DO THIS:
Rewrite the listing below as a JSON list of strings, one string per line, starting with the line that contains "Reviewer note: every instance of the red carnation" and going on through the end of the listing. Leave out blank lines and the pictures.

※

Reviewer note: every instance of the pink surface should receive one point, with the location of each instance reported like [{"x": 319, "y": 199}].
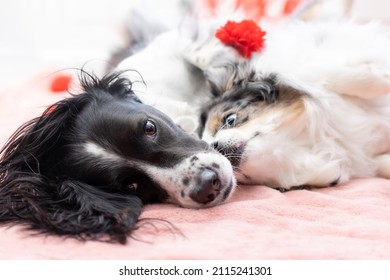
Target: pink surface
[{"x": 351, "y": 221}]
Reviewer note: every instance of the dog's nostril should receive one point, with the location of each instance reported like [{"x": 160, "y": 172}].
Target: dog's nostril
[
  {"x": 208, "y": 188},
  {"x": 215, "y": 145}
]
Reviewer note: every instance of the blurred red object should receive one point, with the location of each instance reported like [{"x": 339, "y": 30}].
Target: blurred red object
[{"x": 61, "y": 83}]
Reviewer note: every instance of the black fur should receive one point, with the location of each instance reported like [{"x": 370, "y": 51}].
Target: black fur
[{"x": 49, "y": 182}]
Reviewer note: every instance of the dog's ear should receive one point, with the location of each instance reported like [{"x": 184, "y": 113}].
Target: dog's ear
[
  {"x": 69, "y": 208},
  {"x": 36, "y": 191},
  {"x": 36, "y": 141}
]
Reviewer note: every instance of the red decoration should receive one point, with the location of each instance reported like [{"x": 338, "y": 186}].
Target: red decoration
[
  {"x": 245, "y": 36},
  {"x": 61, "y": 83}
]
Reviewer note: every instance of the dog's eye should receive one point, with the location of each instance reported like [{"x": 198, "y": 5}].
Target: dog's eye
[
  {"x": 150, "y": 128},
  {"x": 230, "y": 120}
]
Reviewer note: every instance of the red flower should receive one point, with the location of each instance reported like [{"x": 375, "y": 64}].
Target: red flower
[{"x": 245, "y": 36}]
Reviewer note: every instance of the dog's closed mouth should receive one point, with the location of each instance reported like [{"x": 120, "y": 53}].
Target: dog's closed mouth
[{"x": 233, "y": 153}]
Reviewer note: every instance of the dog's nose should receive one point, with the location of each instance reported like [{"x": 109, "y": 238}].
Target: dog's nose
[
  {"x": 208, "y": 189},
  {"x": 215, "y": 145}
]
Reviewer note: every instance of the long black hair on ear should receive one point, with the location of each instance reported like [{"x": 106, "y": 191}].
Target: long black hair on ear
[{"x": 34, "y": 191}]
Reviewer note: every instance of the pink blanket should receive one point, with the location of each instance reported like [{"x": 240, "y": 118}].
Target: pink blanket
[{"x": 350, "y": 221}]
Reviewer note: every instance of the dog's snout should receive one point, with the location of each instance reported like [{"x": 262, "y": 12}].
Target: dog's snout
[{"x": 208, "y": 188}]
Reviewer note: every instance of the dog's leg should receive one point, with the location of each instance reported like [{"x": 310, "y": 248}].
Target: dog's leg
[{"x": 383, "y": 165}]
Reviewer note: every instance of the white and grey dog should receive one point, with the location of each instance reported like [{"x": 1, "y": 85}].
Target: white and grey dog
[{"x": 309, "y": 110}]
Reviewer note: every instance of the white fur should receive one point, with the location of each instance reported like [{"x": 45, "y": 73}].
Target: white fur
[
  {"x": 171, "y": 179},
  {"x": 345, "y": 130},
  {"x": 343, "y": 67}
]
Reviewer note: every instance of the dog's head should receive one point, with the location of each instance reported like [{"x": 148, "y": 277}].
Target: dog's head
[
  {"x": 272, "y": 130},
  {"x": 88, "y": 164}
]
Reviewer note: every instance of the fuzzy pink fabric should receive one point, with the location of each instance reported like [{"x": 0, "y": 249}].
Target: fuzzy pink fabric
[{"x": 351, "y": 221}]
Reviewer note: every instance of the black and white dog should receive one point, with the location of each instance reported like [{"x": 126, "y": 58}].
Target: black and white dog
[{"x": 89, "y": 163}]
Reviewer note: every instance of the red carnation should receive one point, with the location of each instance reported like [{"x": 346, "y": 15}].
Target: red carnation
[{"x": 245, "y": 36}]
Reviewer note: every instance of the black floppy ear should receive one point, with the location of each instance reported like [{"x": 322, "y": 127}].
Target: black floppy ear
[
  {"x": 36, "y": 190},
  {"x": 34, "y": 143}
]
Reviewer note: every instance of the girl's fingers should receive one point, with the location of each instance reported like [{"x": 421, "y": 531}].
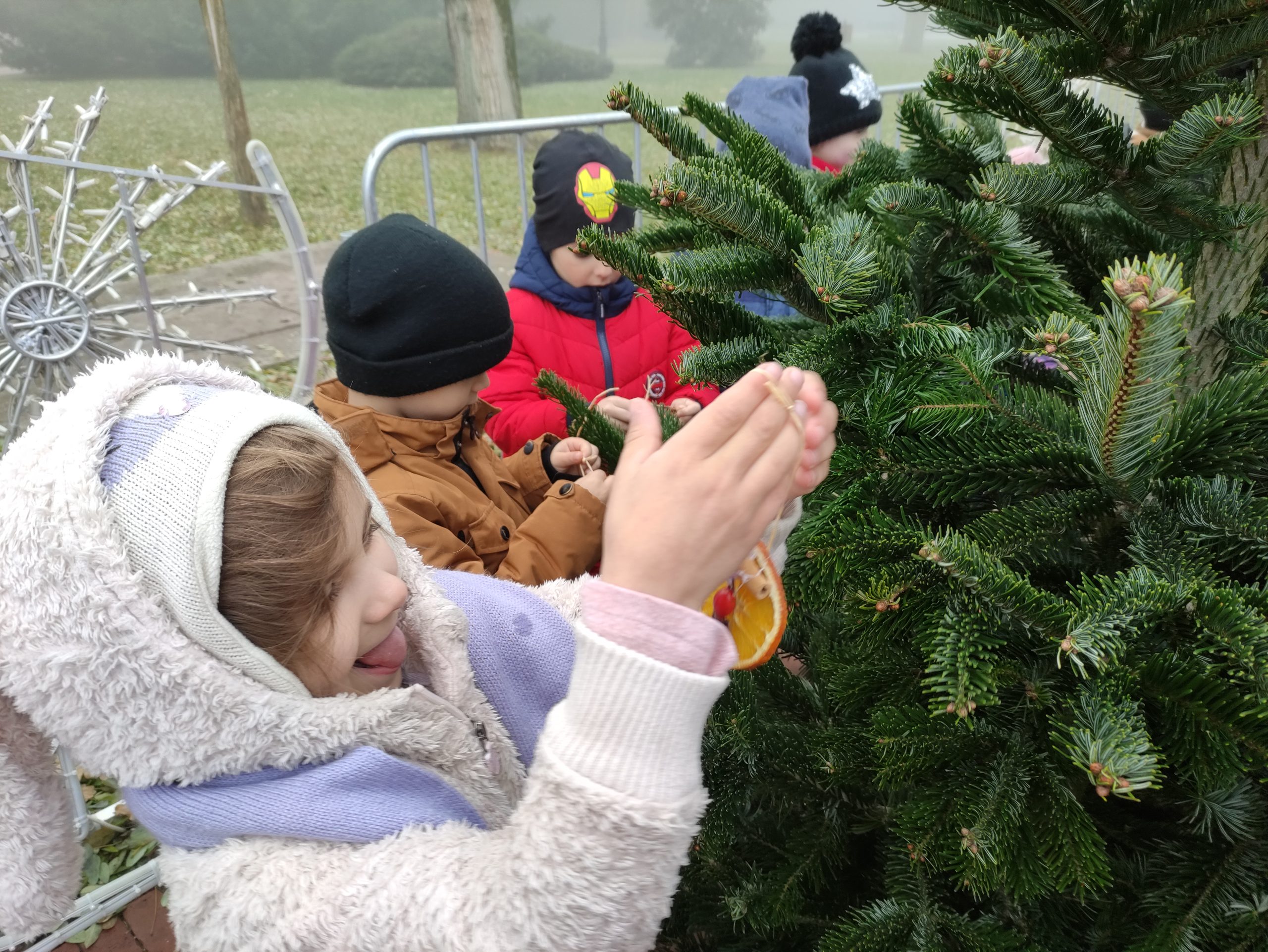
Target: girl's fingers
[
  {"x": 768, "y": 421},
  {"x": 642, "y": 440},
  {"x": 775, "y": 468},
  {"x": 730, "y": 414}
]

※

THE RESULT:
[
  "Reviewer note: every instance of the red carnation should receive one point, with the location of each instance reported like [{\"x\": 346, \"y\": 15}].",
  "Target: red carnation",
  "[{\"x\": 245, \"y\": 36}]",
  "Reviewer note: every instance of the black floppy ear should receive one point, with the location of each instance reported like [{\"x\": 322, \"y\": 127}].",
  "Target: black floppy ear",
  "[",
  "  {\"x\": 36, \"y\": 190},",
  "  {\"x\": 34, \"y\": 143}",
  "]",
  "Reviewer note: every instance of the girl's fingers should receive one point, with the location of each instance reported like [{\"x\": 421, \"y\": 531}].",
  "Target: girl's fingers",
  "[",
  "  {\"x\": 768, \"y\": 421},",
  "  {\"x\": 642, \"y\": 440},",
  "  {\"x\": 775, \"y\": 468},",
  "  {\"x\": 730, \"y\": 414}",
  "]"
]